• [Task to complete]:
Copy each of the lines below without any change, from the first item through the last.

• [Record excerpts]:
- - -

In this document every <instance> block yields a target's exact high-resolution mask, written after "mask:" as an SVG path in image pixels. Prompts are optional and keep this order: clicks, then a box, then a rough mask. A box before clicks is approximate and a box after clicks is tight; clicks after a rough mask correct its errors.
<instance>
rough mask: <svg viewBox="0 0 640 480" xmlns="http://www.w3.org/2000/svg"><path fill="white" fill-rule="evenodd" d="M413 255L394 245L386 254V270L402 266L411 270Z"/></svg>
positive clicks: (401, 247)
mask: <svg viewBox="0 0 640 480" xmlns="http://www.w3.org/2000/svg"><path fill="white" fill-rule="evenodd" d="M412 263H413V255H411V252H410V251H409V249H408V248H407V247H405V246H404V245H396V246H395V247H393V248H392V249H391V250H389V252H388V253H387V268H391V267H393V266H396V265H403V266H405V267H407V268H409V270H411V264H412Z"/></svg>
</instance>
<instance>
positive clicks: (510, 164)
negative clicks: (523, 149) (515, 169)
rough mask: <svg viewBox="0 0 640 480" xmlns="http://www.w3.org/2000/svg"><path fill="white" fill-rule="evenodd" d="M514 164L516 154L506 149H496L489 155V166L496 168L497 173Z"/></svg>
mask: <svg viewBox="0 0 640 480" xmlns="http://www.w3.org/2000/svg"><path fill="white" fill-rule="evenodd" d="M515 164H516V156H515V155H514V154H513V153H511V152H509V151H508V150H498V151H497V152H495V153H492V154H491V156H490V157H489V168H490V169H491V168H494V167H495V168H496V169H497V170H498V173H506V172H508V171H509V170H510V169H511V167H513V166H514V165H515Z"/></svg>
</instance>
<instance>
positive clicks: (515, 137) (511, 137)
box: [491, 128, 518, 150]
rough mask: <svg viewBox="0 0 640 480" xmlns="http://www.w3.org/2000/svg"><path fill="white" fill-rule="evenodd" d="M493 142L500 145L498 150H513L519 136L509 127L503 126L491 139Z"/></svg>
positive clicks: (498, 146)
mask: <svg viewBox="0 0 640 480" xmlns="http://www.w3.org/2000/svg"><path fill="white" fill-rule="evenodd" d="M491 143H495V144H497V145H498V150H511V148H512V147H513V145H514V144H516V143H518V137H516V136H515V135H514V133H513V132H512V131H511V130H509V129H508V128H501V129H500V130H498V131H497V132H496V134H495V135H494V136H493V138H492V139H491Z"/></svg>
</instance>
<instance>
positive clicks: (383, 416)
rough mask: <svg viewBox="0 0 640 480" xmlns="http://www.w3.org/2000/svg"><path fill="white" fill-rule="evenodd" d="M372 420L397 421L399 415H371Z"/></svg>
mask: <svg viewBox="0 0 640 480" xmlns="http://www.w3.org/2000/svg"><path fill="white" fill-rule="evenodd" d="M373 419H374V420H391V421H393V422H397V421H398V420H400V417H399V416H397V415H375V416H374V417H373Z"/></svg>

- - -

• [Answer space]:
In this document every <instance> block yields a target's exact high-resolution mask, written after "mask:" as an SVG path in image pixels. Prompts are optional and keep this order: clicks, then a box, then a rough mask. A box before clicks is approximate and a box after clicks is tight; clicks after a rough mask correct its errors.
<instance>
rough mask: <svg viewBox="0 0 640 480" xmlns="http://www.w3.org/2000/svg"><path fill="white" fill-rule="evenodd" d="M413 255L394 245L386 254V270L402 266L411 270Z"/></svg>
positive clicks: (401, 247)
mask: <svg viewBox="0 0 640 480" xmlns="http://www.w3.org/2000/svg"><path fill="white" fill-rule="evenodd" d="M412 263H413V255H411V252H410V251H409V249H408V248H407V247H405V246H404V245H396V246H395V247H393V248H392V249H391V250H389V252H388V253H387V268H391V267H393V266H396V265H403V266H405V267H407V268H409V270H411V264H412Z"/></svg>
</instance>
<instance>
positive clicks: (510, 164)
negative clicks: (523, 149) (515, 169)
rough mask: <svg viewBox="0 0 640 480" xmlns="http://www.w3.org/2000/svg"><path fill="white" fill-rule="evenodd" d="M514 164L516 154L506 149H496L489 155V166L496 168L497 173Z"/></svg>
mask: <svg viewBox="0 0 640 480" xmlns="http://www.w3.org/2000/svg"><path fill="white" fill-rule="evenodd" d="M515 164H516V156H515V155H514V154H513V153H511V152H509V151H508V150H498V151H497V152H495V153H492V154H491V156H490V157H489V168H490V169H491V168H494V167H495V168H496V169H497V170H498V173H506V172H508V171H509V170H510V169H511V167H513V166H514V165H515Z"/></svg>
</instance>
<instance>
positive clicks: (515, 137) (511, 137)
box: [491, 128, 518, 150]
rough mask: <svg viewBox="0 0 640 480" xmlns="http://www.w3.org/2000/svg"><path fill="white" fill-rule="evenodd" d="M493 142L500 145L498 150H513L519 136L509 127L503 126L491 139Z"/></svg>
positive clicks: (498, 146)
mask: <svg viewBox="0 0 640 480" xmlns="http://www.w3.org/2000/svg"><path fill="white" fill-rule="evenodd" d="M491 143H495V144H497V145H498V150H511V148H512V147H513V145H514V144H516V143H518V137H516V136H515V135H514V133H513V132H512V131H511V130H509V129H508V128H501V129H500V130H498V131H497V132H496V134H495V135H494V136H493V138H492V139H491Z"/></svg>
</instance>
<instance>
positive clicks: (383, 416)
rough mask: <svg viewBox="0 0 640 480" xmlns="http://www.w3.org/2000/svg"><path fill="white" fill-rule="evenodd" d="M372 420L397 421L399 415H371Z"/></svg>
mask: <svg viewBox="0 0 640 480" xmlns="http://www.w3.org/2000/svg"><path fill="white" fill-rule="evenodd" d="M373 419H374V420H391V421H393V422H397V421H398V420H400V417H399V416H397V415H375V416H374V417H373Z"/></svg>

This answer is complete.